** Opening Material for the task block **

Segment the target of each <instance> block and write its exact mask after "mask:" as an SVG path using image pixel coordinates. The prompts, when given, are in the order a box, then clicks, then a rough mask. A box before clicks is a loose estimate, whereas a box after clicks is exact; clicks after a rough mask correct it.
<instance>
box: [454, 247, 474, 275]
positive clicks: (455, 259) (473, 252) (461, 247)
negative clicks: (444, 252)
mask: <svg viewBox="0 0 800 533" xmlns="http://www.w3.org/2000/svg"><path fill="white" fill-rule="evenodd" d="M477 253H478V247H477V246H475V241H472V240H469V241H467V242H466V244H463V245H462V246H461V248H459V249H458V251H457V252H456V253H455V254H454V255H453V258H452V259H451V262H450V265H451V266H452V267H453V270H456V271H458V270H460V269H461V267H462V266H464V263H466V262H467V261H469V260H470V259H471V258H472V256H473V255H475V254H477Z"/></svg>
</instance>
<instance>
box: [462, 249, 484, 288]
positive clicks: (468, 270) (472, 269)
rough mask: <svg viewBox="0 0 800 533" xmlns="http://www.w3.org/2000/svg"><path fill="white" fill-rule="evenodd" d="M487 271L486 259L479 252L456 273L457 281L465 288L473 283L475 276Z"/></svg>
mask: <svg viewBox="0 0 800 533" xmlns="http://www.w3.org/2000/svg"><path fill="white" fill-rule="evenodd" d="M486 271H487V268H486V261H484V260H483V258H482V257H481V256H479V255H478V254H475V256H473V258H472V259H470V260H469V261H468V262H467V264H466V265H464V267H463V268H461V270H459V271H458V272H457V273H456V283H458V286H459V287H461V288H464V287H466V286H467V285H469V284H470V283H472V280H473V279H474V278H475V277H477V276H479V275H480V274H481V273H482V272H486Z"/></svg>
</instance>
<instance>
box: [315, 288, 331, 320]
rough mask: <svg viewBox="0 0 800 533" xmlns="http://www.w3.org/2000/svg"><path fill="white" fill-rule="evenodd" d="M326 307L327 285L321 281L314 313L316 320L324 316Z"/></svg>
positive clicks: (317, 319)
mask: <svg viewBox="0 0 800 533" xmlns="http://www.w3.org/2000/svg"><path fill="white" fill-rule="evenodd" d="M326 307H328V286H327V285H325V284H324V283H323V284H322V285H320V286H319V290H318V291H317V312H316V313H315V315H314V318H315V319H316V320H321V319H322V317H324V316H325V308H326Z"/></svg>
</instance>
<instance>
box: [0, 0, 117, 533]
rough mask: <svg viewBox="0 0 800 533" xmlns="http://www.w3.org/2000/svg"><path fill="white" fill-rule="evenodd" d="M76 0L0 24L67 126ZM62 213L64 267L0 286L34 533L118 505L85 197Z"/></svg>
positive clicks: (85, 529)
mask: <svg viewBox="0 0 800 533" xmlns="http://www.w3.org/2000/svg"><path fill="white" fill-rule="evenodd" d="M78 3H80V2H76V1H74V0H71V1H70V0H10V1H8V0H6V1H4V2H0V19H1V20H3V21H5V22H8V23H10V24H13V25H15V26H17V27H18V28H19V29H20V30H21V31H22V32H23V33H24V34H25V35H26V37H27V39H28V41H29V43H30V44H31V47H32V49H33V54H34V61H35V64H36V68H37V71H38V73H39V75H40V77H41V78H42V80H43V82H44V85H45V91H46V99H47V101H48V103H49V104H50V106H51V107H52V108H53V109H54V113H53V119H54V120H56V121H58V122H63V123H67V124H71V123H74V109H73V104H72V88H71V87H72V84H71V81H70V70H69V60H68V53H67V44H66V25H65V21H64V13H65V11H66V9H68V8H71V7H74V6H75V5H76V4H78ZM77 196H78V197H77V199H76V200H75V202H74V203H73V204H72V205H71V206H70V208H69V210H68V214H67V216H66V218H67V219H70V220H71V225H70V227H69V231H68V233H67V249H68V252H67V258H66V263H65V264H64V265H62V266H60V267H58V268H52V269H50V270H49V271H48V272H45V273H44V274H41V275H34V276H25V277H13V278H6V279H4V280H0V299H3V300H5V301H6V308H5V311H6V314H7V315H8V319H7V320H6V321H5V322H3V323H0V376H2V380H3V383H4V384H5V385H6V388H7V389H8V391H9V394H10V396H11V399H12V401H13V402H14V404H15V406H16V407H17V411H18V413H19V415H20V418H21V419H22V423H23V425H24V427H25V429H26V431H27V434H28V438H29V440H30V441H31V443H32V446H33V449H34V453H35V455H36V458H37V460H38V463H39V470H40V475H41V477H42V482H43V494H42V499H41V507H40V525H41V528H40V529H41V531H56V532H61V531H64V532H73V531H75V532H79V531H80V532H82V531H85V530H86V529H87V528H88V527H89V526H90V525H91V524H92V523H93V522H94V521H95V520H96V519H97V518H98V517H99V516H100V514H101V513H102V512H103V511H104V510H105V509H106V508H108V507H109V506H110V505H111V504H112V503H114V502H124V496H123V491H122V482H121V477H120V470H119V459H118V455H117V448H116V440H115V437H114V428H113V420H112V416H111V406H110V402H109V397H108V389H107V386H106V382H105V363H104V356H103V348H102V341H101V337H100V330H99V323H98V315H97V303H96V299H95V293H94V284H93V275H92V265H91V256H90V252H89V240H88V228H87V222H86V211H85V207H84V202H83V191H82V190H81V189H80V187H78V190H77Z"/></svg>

** Closing Material for the task block **

§ **Problem**:
Repeat all of the records above exactly as they appear.

§ **Exercise answer**:
Segment the target of each <instance> block and write its exact mask after "mask:" as an SVG path using image pixel coordinates. The prompts, when given, are in the order a box, then clicks, then a rough mask. A box before clicks is a loose estimate, whereas a box after clicks is exact; clicks after a rough mask correct it.
<instance>
box: [454, 247, 474, 275]
positive clicks: (455, 259) (473, 252) (461, 247)
negative clicks: (444, 252)
mask: <svg viewBox="0 0 800 533" xmlns="http://www.w3.org/2000/svg"><path fill="white" fill-rule="evenodd" d="M477 253H478V247H477V246H475V241H472V240H469V241H467V242H466V244H463V245H462V246H461V248H459V249H458V251H457V252H456V253H455V254H454V255H453V258H452V259H451V262H450V265H451V266H452V267H453V270H456V271H458V270H460V269H461V267H462V266H464V263H466V262H467V261H469V260H470V259H471V258H472V256H473V255H475V254H477Z"/></svg>
</instance>
<instance>
box: [462, 249, 484, 288]
positive clicks: (468, 270) (472, 269)
rough mask: <svg viewBox="0 0 800 533" xmlns="http://www.w3.org/2000/svg"><path fill="white" fill-rule="evenodd" d="M487 271L486 259L479 252L456 273L457 281L465 288L473 283L475 276Z"/></svg>
mask: <svg viewBox="0 0 800 533" xmlns="http://www.w3.org/2000/svg"><path fill="white" fill-rule="evenodd" d="M486 271H487V268H486V261H484V260H483V258H482V257H481V256H479V255H478V254H475V256H473V258H472V259H470V260H469V261H468V262H467V264H466V265H464V267H463V268H461V270H459V271H458V272H457V273H456V283H458V286H459V287H461V288H464V287H466V286H467V285H469V284H470V283H472V280H473V279H474V278H475V277H477V276H479V275H480V274H481V273H482V272H486Z"/></svg>
</instance>
<instance>
box: [315, 288, 331, 320]
rough mask: <svg viewBox="0 0 800 533" xmlns="http://www.w3.org/2000/svg"><path fill="white" fill-rule="evenodd" d="M326 307L327 285L321 281L314 313L316 320L324 316Z"/></svg>
positive clicks: (317, 319)
mask: <svg viewBox="0 0 800 533" xmlns="http://www.w3.org/2000/svg"><path fill="white" fill-rule="evenodd" d="M326 307H328V286H327V285H325V284H324V283H323V284H322V285H320V286H319V290H318V291H317V312H316V313H315V315H314V318H315V319H316V320H321V319H322V317H324V316H325V308H326Z"/></svg>
</instance>
<instance>
box: [0, 0, 117, 533]
rough mask: <svg viewBox="0 0 800 533" xmlns="http://www.w3.org/2000/svg"><path fill="white" fill-rule="evenodd" d="M76 0L0 24L67 126ZM62 213L64 267L0 286L34 533L118 505L85 197Z"/></svg>
positive clicks: (85, 529)
mask: <svg viewBox="0 0 800 533" xmlns="http://www.w3.org/2000/svg"><path fill="white" fill-rule="evenodd" d="M78 3H80V2H76V1H74V0H71V1H70V0H10V1H8V0H6V1H4V2H0V19H1V20H3V21H5V22H8V23H10V24H13V25H15V26H17V27H18V28H19V29H20V30H21V31H22V32H23V33H24V34H25V35H26V37H27V39H28V41H29V43H30V44H31V47H32V49H33V54H34V61H35V64H36V68H37V71H38V73H39V75H40V77H41V78H42V80H43V82H44V85H45V91H46V99H47V101H48V103H49V104H50V106H51V107H52V108H53V109H54V113H53V119H54V120H56V121H58V122H63V123H67V124H71V123H74V109H73V104H72V88H71V87H72V84H71V81H70V70H69V60H68V53H67V44H66V25H65V21H64V13H65V11H66V9H68V8H71V7H74V6H75V5H76V4H78ZM77 196H78V197H77V199H76V200H75V202H74V203H73V204H72V205H71V206H70V208H69V210H68V214H67V216H66V218H67V219H70V220H71V225H70V227H69V231H68V233H67V249H68V252H67V258H66V263H65V264H64V265H62V266H60V267H58V268H52V269H50V270H49V271H48V272H45V273H44V274H41V275H34V276H25V277H13V278H6V279H4V280H0V299H3V300H5V301H6V308H5V311H6V314H7V315H8V319H7V320H6V321H5V322H3V323H0V376H2V380H3V383H4V384H5V385H6V388H7V389H8V391H9V394H10V396H11V399H12V401H13V402H14V404H15V406H16V407H17V411H18V413H19V415H20V418H21V419H22V423H23V425H24V427H25V429H26V431H27V434H28V438H29V440H30V441H31V443H32V446H33V449H34V453H35V455H36V458H37V460H38V463H39V470H40V475H41V477H42V482H43V494H42V499H41V507H40V525H41V528H40V529H41V531H56V532H61V531H64V532H73V531H75V532H79V531H80V532H82V531H85V530H86V529H87V528H88V527H89V526H90V525H91V524H92V523H93V522H94V521H95V520H96V519H97V518H98V517H99V516H100V514H101V513H102V512H103V511H104V510H105V509H106V508H108V507H109V506H110V505H111V504H112V503H114V502H124V496H123V491H122V482H121V477H120V470H119V459H118V455H117V448H116V440H115V437H114V428H113V420H112V416H111V406H110V402H109V397H108V389H107V386H106V382H105V363H104V356H103V348H102V341H101V337H100V330H99V323H98V315H97V303H96V299H95V293H94V284H93V275H92V265H91V256H90V252H89V240H88V228H87V222H86V211H85V207H84V202H83V191H82V190H81V189H80V187H78V190H77Z"/></svg>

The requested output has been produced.